Word for word, copy all the data and drop the pictures.

Dataset excerpt:
— BEGIN —

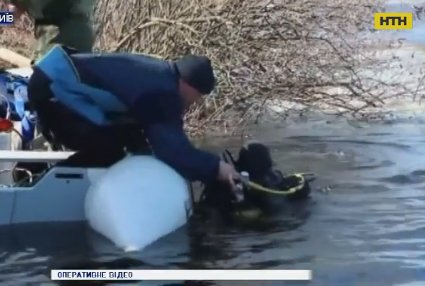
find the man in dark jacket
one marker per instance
(97, 105)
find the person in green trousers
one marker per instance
(65, 22)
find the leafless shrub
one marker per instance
(306, 51)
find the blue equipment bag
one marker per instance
(14, 101)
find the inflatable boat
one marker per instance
(133, 203)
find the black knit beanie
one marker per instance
(197, 72)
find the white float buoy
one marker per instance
(137, 201)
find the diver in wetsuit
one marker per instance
(97, 104)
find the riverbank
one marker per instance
(315, 59)
(393, 58)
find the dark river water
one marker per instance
(365, 224)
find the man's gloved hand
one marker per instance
(228, 174)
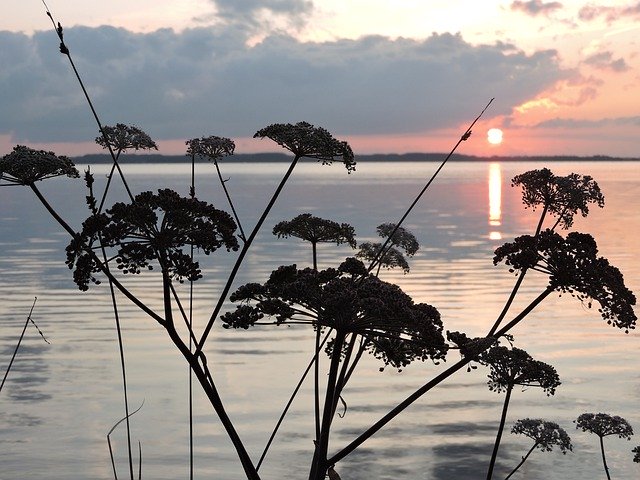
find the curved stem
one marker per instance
(604, 458)
(243, 252)
(226, 192)
(293, 395)
(503, 419)
(319, 464)
(429, 385)
(524, 459)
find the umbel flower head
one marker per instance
(154, 227)
(513, 366)
(603, 425)
(123, 137)
(560, 196)
(393, 257)
(212, 148)
(393, 327)
(304, 140)
(24, 166)
(316, 230)
(545, 434)
(574, 267)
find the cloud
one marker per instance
(535, 7)
(575, 123)
(207, 81)
(592, 12)
(605, 61)
(261, 13)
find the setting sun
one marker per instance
(494, 136)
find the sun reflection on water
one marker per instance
(495, 200)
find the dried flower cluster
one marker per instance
(212, 148)
(393, 327)
(123, 137)
(574, 267)
(545, 434)
(603, 425)
(560, 196)
(513, 366)
(304, 140)
(154, 227)
(24, 166)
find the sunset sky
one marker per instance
(389, 76)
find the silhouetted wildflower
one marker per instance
(304, 140)
(123, 137)
(603, 425)
(154, 227)
(24, 166)
(315, 230)
(562, 197)
(394, 328)
(513, 366)
(212, 148)
(545, 434)
(574, 267)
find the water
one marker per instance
(61, 399)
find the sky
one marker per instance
(389, 76)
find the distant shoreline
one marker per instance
(380, 157)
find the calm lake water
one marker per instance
(61, 399)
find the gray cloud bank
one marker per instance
(206, 81)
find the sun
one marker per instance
(494, 136)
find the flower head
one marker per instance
(562, 197)
(511, 367)
(603, 425)
(212, 148)
(154, 227)
(304, 140)
(316, 230)
(393, 327)
(123, 137)
(24, 166)
(574, 267)
(545, 434)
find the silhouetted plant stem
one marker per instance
(463, 138)
(226, 192)
(243, 252)
(319, 464)
(496, 446)
(65, 51)
(135, 300)
(518, 283)
(604, 458)
(291, 398)
(15, 351)
(201, 373)
(524, 459)
(429, 385)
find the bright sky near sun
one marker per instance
(389, 76)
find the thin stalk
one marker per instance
(524, 459)
(205, 381)
(226, 192)
(319, 464)
(15, 352)
(604, 458)
(518, 283)
(503, 419)
(65, 51)
(429, 385)
(293, 395)
(243, 252)
(463, 138)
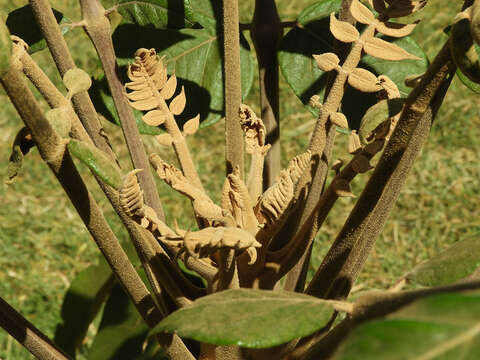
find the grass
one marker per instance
(43, 243)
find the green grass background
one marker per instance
(43, 243)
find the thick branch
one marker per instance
(373, 305)
(347, 255)
(233, 92)
(97, 27)
(64, 61)
(266, 32)
(28, 335)
(296, 277)
(52, 149)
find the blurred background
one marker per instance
(43, 243)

— END —

Solution to this exercise ::
find the man in dark jacket
one marker per instance
(97, 105)
find the person in green trousers
one marker per instance
(65, 22)
find the leafless shrub
one marker per instance
(306, 51)
find the blue equipment bag
one marker per instance
(14, 101)
find the inflatable boat
one marker per instance
(133, 203)
find the black knit beanie
one marker per instance
(197, 72)
find the white float buoy
one marker per instance
(137, 201)
find the diver in wetsuit
one marker per instance
(97, 104)
find the riverbank
one marker per instance
(315, 59)
(393, 58)
find the dark river water
one marker per instance
(365, 224)
find the man's gloved hand
one marker per instance
(228, 174)
find the curved stem
one marker per instance
(604, 458)
(243, 252)
(226, 192)
(293, 395)
(503, 419)
(319, 464)
(429, 385)
(524, 459)
find the umbel flower head
one marker per instance
(154, 227)
(513, 366)
(603, 425)
(123, 137)
(560, 196)
(393, 257)
(212, 148)
(393, 327)
(304, 140)
(24, 166)
(316, 230)
(545, 434)
(574, 267)
find the cloud
one marker per instance
(535, 7)
(575, 123)
(207, 81)
(592, 12)
(605, 61)
(261, 13)
find the setting sun
one marker per instance
(494, 136)
find the sun reflection on water
one marker per instance
(495, 200)
find the dried flower cluster
one marker per instance
(212, 148)
(393, 327)
(123, 137)
(574, 267)
(545, 434)
(603, 425)
(560, 196)
(513, 366)
(304, 140)
(154, 227)
(24, 166)
find the sunset sky
one marker per instance
(389, 76)
find the silhouetted wildflower
one marker per instance
(304, 140)
(123, 137)
(603, 425)
(154, 227)
(24, 166)
(315, 230)
(562, 197)
(394, 328)
(513, 366)
(212, 148)
(545, 434)
(574, 267)
find the water
one marker per instance
(61, 399)
find the sky
one marker per instance
(389, 76)
find the distant shoreline
one marker per instance
(380, 157)
find the calm lake water
one marker per instance
(61, 399)
find the gray cloud bank
one marker per instance
(206, 81)
find the sun
one marker per instance
(494, 136)
find the flower head
one marker per instance
(562, 197)
(511, 367)
(603, 425)
(212, 148)
(154, 227)
(304, 140)
(316, 230)
(393, 327)
(123, 137)
(24, 166)
(574, 267)
(545, 434)
find the silhouetted plant stem
one marker per instance
(463, 138)
(226, 192)
(243, 252)
(319, 464)
(496, 446)
(65, 51)
(135, 300)
(518, 283)
(604, 458)
(291, 398)
(15, 351)
(201, 373)
(524, 459)
(429, 385)
find the bright sky near sun
one marker per instance
(389, 76)
find the thin stalk
one marker per instance
(524, 459)
(205, 381)
(226, 192)
(319, 464)
(15, 352)
(604, 458)
(518, 283)
(503, 419)
(65, 51)
(429, 385)
(293, 395)
(243, 252)
(463, 138)
find the grass
one marker per instance
(43, 243)
find the green grass background
one marker per instance
(43, 243)
find the thick branch
one marker per instance
(373, 305)
(347, 255)
(233, 92)
(97, 27)
(64, 61)
(266, 32)
(28, 335)
(296, 277)
(52, 149)
find the blurred background
one marker per instance
(43, 243)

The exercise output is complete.